For the string "steel", state how many lines of the data hold it. Give nothing besides the number.

Point-per-instance localization data
******************************
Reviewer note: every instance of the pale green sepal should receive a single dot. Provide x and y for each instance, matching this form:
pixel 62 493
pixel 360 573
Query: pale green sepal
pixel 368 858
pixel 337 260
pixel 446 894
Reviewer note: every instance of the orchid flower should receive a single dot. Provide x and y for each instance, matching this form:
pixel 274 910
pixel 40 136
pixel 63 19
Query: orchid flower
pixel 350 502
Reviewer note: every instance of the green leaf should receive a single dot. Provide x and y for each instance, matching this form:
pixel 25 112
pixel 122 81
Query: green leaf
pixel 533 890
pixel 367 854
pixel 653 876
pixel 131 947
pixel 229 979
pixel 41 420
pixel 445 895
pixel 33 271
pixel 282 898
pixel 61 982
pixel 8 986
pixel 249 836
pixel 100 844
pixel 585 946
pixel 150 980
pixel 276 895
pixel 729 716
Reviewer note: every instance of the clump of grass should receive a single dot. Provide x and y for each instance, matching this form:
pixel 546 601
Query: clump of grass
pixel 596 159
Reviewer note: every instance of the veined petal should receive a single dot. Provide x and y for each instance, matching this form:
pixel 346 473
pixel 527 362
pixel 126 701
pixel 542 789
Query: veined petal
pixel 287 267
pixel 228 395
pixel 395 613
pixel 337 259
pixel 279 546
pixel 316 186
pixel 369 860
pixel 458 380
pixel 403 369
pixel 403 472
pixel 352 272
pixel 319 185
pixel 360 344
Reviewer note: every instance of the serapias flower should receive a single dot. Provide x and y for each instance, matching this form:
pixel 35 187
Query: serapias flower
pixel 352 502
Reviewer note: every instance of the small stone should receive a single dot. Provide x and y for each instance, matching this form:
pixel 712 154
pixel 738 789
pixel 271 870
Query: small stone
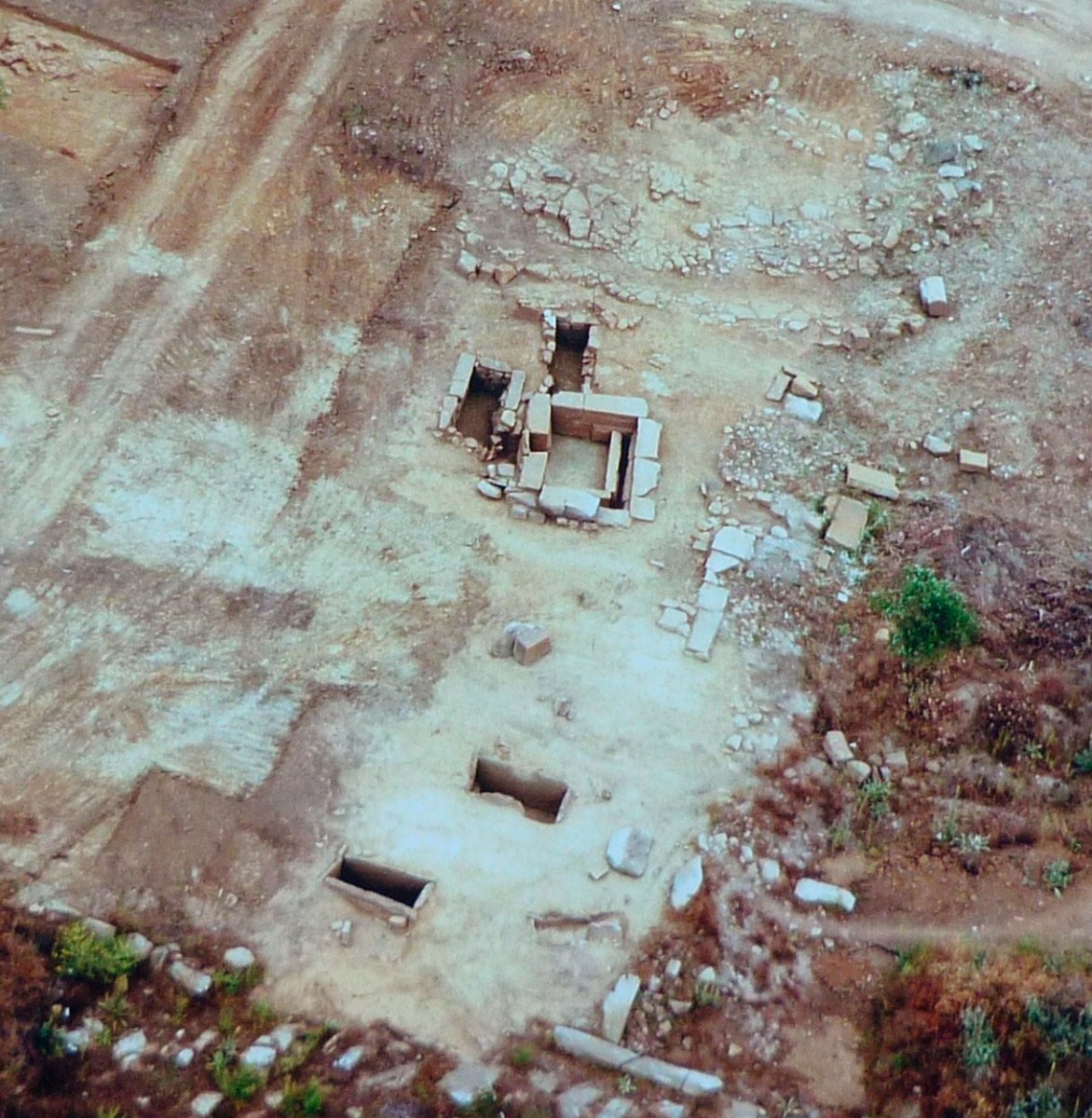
pixel 239 959
pixel 811 892
pixel 628 851
pixel 687 883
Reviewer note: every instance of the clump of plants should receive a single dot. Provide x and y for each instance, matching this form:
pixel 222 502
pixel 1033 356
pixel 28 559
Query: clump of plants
pixel 79 954
pixel 995 1034
pixel 929 618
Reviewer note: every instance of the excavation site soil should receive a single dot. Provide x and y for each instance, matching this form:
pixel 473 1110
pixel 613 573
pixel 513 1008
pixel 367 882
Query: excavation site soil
pixel 313 637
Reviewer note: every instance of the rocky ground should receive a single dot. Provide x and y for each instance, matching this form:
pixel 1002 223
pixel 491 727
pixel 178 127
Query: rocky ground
pixel 251 593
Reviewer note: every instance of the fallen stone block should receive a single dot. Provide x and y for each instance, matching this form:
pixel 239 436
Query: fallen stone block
pixel 734 541
pixel 836 747
pixel 703 633
pixel 849 525
pixel 810 892
pixel 617 1057
pixel 687 883
pixel 877 482
pixel 616 1006
pixel 934 296
pixel 571 503
pixel 799 408
pixel 648 445
pixel 974 462
pixel 628 850
pixel 530 644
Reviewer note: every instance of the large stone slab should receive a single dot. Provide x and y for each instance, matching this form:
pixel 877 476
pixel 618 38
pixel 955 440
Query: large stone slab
pixel 877 482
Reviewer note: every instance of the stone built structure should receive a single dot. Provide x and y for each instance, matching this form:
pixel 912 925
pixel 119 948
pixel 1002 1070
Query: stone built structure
pixel 525 426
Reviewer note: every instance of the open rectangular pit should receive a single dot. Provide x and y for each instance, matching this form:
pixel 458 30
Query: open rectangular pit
pixel 541 798
pixel 379 889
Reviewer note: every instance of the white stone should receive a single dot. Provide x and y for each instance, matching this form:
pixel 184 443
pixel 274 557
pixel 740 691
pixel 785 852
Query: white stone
pixel 239 959
pixel 687 883
pixel 811 892
pixel 616 1006
pixel 628 851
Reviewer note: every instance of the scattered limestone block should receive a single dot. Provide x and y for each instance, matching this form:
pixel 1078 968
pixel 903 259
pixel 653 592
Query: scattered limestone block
pixel 799 408
pixel 460 379
pixel 804 387
pixel 934 296
pixel 643 508
pixel 687 883
pixel 532 473
pixel 648 431
pixel 530 643
pixel 877 482
pixel 645 476
pixel 974 462
pixel 616 1006
pixel 849 525
pixel 810 892
pixel 778 387
pixel 628 851
pixel 735 542
pixel 836 747
pixel 703 633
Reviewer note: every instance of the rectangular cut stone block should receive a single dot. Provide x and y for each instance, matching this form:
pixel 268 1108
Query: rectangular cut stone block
pixel 538 422
pixel 935 297
pixel 460 379
pixel 778 387
pixel 877 482
pixel 974 462
pixel 532 472
pixel 648 431
pixel 851 518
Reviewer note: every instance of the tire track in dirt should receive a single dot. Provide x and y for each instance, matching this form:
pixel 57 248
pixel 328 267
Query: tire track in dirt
pixel 285 38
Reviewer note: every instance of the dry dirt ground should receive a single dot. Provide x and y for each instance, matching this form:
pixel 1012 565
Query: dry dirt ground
pixel 250 596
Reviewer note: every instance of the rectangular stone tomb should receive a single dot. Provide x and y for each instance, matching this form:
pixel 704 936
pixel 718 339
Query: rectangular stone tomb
pixel 379 889
pixel 541 798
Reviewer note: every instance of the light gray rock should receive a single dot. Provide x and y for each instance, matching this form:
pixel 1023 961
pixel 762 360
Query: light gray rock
pixel 130 1048
pixel 836 747
pixel 811 892
pixel 586 1046
pixel 239 959
pixel 687 883
pixel 577 1100
pixel 469 1082
pixel 800 408
pixel 192 982
pixel 616 1006
pixel 259 1057
pixel 628 851
pixel 735 542
pixel 207 1105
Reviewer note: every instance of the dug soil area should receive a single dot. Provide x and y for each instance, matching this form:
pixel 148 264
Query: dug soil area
pixel 259 558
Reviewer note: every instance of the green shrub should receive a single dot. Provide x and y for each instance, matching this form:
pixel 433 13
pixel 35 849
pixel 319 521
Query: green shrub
pixel 930 618
pixel 78 954
pixel 300 1101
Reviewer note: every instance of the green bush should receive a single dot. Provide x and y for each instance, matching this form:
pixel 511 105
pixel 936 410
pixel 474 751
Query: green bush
pixel 930 616
pixel 78 954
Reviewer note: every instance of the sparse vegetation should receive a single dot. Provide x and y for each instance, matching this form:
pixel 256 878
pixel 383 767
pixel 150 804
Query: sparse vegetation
pixel 79 954
pixel 929 615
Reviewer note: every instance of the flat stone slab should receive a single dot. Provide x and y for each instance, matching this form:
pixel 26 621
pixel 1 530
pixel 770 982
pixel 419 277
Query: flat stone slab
pixel 628 851
pixel 616 1006
pixel 735 542
pixel 877 482
pixel 617 1057
pixel 849 524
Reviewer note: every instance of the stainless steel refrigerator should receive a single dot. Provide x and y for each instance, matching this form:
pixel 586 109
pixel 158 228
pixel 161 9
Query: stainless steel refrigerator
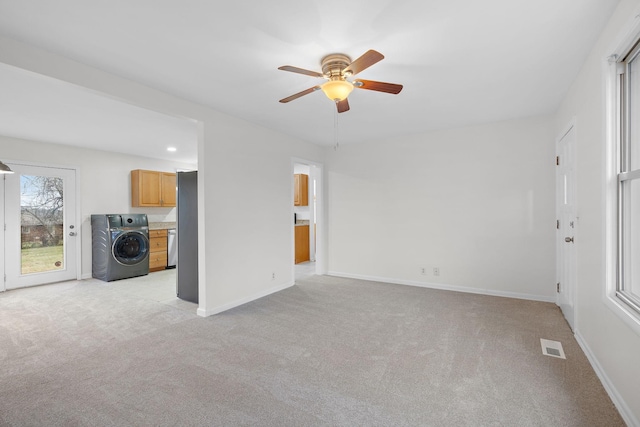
******************************
- [OUTPUT OF THE TASK]:
2